SELECTED TEXT:

┌────────

During Austin's testimony on direct, the following exchange occurred:
[D]id you have any intent or intention to injure or attempt to injure Trooper Wigsmoen?
[Counsel for the State]: Objection, Your Honor. It's irrelevant, what his intention was; simply whether his act, in doing it, was intentional. It's not an act relevant to the offense.
THE COURT: I'll sustain the objection.
Out of the presence of the jury, counsel argued the intent issue. Austin made an offer of proof to the effect that when he was removing the gun from his jacket, he did not intend to harm or injure the trooper, or cause the trooper any fear of bodily harm.
The trial court ruled that it would allow Austin to testify that he intended to hand the gun to the trooper. However, the court rejected as irrelevant any testimony that Austin did not intend to cause apprehension. It also ruled that the evidence of Austin's lack of intent to cause apprehension should be excluded because it could mislead the jury on the intent issue. When the jury returned, the following testimony was given:
Q. Don, when you withdrew the weapon from the pocket of your coat, as you previously described, what did you intend to do with it?
A. To hand it over to the officer.
Austin further testified that he just wanted to make sure the trooper knew there was a weapon in the car.
II FINAL ARGUMENT
During closing and rebuttal argument, the State emphasized its theory that in order to prove assault, the jury was required to find merely that Austin had intentionally taken the gun out of his pocket, regardless of his ultimate intent in so doing. For example, the prosecutor argued:
The act that we're talking about here is the act of taking this gun out of this coat, and when the gun was removed, that's an act. That's the only act we need to worry about. Did Mr. Austin intend to commit that act? Did he intend to take the gun out? Sure. It didn't fall out. It didn't accidentally come out. He knew what he was doing. He had a purpose; he wanted to take the gun out. He had an intent. Was the act intentional? Sure.
. . . .
This type of assault doesn't focus on what he's thinking about; it focuses on what the victim is thinking about. . . . Did he do something that led the trooper to reasonably have some fear for his safety? If you think he did, then he's guilty. . . .
And in rebuttal, the State argued further:
He did do something that created a result. Did he pull a gun out and, as the result of pulling the gun out, did that end up being a crime? Sure. Under these facts, it does. Does he have to know, when he pulls the gun out, he's committing a crime? No. He's got to know what he's doing; he's got to intend the act, and if that result turns out to be a crime, then he's committing the act intentionally.
Counsel for the defense made no objections to the above arguments. In closing argument for the defense, counsel argued that Austin's act in taking the gun out of his jacket, in combination with an intent merely to give it to the officer, did not constitute assault. The State objected to this argument as an "incorrect statement of the law." The court did not rule on the objection, but stated, "I'll let him go ahead. We may have to clear this up later." Counsel then argued that Austin's act was not done with "`unlawful force'" since he did not have "some unlawful purpose in mind," that is, he acted neither knowingly nor intentionally to commit a crime.

└────────

REQUIREMENTS:
1. Transcribe the court opinion between "[Counsel for the" and "to the offense.", inclusive.
2. Pick up the court opinion where it stops and write its next part.

SUPPLIED INFORMATION:
┌────────

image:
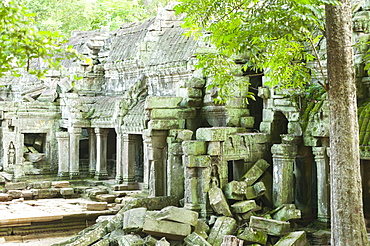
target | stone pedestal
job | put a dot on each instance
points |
(92, 152)
(74, 152)
(63, 154)
(283, 156)
(101, 153)
(323, 185)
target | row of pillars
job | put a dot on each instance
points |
(69, 145)
(286, 166)
(154, 159)
(68, 155)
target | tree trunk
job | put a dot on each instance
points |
(347, 225)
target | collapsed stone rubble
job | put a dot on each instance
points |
(239, 217)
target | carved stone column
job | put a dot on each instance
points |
(63, 152)
(147, 148)
(128, 158)
(101, 153)
(323, 185)
(119, 158)
(74, 152)
(155, 162)
(283, 156)
(92, 152)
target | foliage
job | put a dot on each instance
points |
(270, 35)
(83, 15)
(21, 42)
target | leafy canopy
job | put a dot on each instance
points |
(21, 42)
(267, 35)
(83, 15)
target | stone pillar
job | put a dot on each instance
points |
(101, 153)
(175, 169)
(128, 160)
(119, 158)
(303, 173)
(74, 152)
(19, 172)
(191, 189)
(63, 155)
(283, 156)
(92, 152)
(147, 148)
(155, 162)
(323, 184)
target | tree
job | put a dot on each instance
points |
(348, 226)
(84, 15)
(21, 42)
(271, 35)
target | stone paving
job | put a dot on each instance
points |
(19, 212)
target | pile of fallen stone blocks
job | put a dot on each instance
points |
(36, 190)
(239, 219)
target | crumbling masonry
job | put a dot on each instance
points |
(138, 111)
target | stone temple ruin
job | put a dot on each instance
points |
(139, 113)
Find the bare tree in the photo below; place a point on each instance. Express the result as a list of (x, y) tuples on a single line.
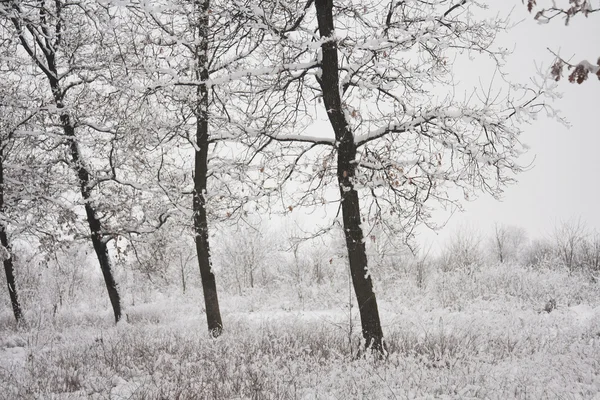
[(191, 54), (507, 241), (582, 69), (70, 49), (568, 239), (393, 143)]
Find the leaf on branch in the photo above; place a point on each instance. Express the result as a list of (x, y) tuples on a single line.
[(579, 74), (556, 70)]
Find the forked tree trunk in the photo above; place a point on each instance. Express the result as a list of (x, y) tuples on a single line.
[(50, 70), (98, 240), (209, 286), (361, 280), (7, 256)]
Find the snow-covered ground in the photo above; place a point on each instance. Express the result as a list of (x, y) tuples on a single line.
[(463, 334)]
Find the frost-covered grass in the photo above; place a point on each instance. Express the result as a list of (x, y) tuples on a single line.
[(463, 334)]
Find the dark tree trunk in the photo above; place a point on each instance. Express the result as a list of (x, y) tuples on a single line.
[(209, 286), (361, 280), (8, 260), (51, 71), (99, 242)]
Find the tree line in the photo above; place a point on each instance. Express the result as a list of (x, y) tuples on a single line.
[(118, 117)]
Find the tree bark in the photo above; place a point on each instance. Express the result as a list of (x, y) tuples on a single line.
[(8, 260), (85, 182), (361, 280), (209, 286), (99, 242)]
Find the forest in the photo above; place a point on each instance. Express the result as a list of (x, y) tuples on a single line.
[(223, 199)]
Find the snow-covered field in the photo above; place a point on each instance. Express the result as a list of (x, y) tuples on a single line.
[(464, 334)]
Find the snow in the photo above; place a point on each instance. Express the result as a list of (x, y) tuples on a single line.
[(478, 334)]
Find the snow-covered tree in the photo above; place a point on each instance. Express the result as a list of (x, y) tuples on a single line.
[(401, 137), (69, 50), (579, 71)]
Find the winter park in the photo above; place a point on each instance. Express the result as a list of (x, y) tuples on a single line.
[(314, 199)]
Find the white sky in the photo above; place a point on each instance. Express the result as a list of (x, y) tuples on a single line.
[(564, 181)]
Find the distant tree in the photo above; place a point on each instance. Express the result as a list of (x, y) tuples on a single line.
[(463, 250), (190, 54), (507, 241), (568, 239), (582, 69), (394, 142)]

└────────

ANSWERS BY TASK:
1.
[Counsel for the State]: Objection, Your Honor. It's irrelevant, what his intention was; simply whether his act, in doing it, was intentional. It's not an act relevant to the offense.

2.
Counsel for the defense proposed the following instruction D-5:
An assault is, among other things, an act, with unlawful force, done with the intent to create in another apprehension and fear of bodily injury, and which in fact creates in another a reasonable apprehension and fear of bodily injury even though the actor did not actually intend to inflict bodily injury.
The State asserted that the proposed instruction was an incorrect statement of the law, arguing that the State is not required to prove the defendant intended to cause apprehension or fear of bodily harm, but merely that the act resulted in a reasonable apprehension or fear. The court agreed, and ruled that assault when committed in this manner does not require proof of a subjective intent to cause or create apprehension or fear. The court then instructed the jury as follows:
INSTRUCTION NO. 5
An assault is, among other things, an intentional act, with unlawful force, which creates in another person a reasonable apprehension and fear of bodily injury even though the actor did not intend to inflict bodily injury.
This instruction mirrors the third bracketed definition of assault set forth in WPIC 35.50.
INSTRUCTION NO. 6
A person acts with intent or intentionally when acting with the objective or purpose to accomplish a result which constitutes a crime.
INSTRUCTION NO. 7
A person knows or acts knowingly or with knowledge when he or she is aware of a fact, facts or circumstances or result described by law as being a crime.
Prior to returning its verdict, the jury made the following inquiry to the court. "In Instruction #5 does [ sic] the last two lines [beginning with the words "apprehension and fear of bodily injury"] overrule the `an intentional act'?" In response, the court referred the jury to the instructions previously given.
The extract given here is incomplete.